Task → Omit every picture, and retype the lines that run from the beginning of the data below through the line containing "Target — utility pole", inclusive.

Image-grounded pointing data →
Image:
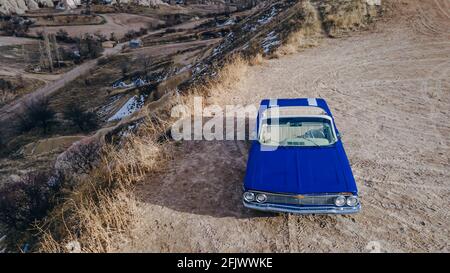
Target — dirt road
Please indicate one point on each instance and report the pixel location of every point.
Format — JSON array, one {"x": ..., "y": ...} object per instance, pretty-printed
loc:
[{"x": 389, "y": 90}]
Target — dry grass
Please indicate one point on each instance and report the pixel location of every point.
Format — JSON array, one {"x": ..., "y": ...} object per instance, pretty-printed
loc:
[
  {"x": 102, "y": 207},
  {"x": 307, "y": 36},
  {"x": 346, "y": 15}
]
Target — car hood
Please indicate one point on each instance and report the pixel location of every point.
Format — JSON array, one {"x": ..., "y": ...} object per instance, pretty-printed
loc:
[{"x": 299, "y": 170}]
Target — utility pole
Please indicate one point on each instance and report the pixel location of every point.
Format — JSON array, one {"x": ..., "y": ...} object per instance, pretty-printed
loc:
[
  {"x": 48, "y": 51},
  {"x": 55, "y": 49}
]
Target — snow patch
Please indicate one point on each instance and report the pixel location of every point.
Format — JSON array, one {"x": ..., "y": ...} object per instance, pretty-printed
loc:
[{"x": 132, "y": 105}]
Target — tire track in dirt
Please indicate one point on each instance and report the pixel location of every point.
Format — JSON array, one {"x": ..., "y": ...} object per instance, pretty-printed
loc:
[{"x": 389, "y": 93}]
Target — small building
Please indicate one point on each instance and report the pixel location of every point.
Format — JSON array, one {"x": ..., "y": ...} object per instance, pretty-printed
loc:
[{"x": 135, "y": 43}]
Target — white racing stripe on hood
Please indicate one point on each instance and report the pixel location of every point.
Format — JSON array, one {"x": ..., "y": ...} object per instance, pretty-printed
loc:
[{"x": 312, "y": 102}]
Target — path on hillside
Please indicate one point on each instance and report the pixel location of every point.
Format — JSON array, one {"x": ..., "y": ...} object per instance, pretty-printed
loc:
[
  {"x": 389, "y": 90},
  {"x": 8, "y": 111}
]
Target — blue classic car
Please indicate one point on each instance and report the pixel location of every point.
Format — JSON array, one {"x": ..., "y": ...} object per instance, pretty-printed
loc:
[{"x": 297, "y": 164}]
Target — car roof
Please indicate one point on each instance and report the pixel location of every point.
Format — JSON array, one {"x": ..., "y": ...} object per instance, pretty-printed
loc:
[{"x": 298, "y": 102}]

Output below →
Image:
Target — dirt road
Please indicate one point on each instance and report the pixel location of every point.
Format — JSON array, one {"x": ..., "y": ...} object per instance, pretty-printed
loc:
[{"x": 389, "y": 90}]
Target — dry grass
Please indicate one point on each instance and report the pixel location of every point.
Format — JSON array, one {"x": ..., "y": ...} object per instance, pretty-printed
loc:
[
  {"x": 102, "y": 207},
  {"x": 307, "y": 36},
  {"x": 346, "y": 15}
]
Target — car hood
Please indicate one point on each instance and report the pixel location of every point.
Format — JSON array, one {"x": ..., "y": ...} object per instance, pretty-printed
loc:
[{"x": 299, "y": 170}]
Target — utility pole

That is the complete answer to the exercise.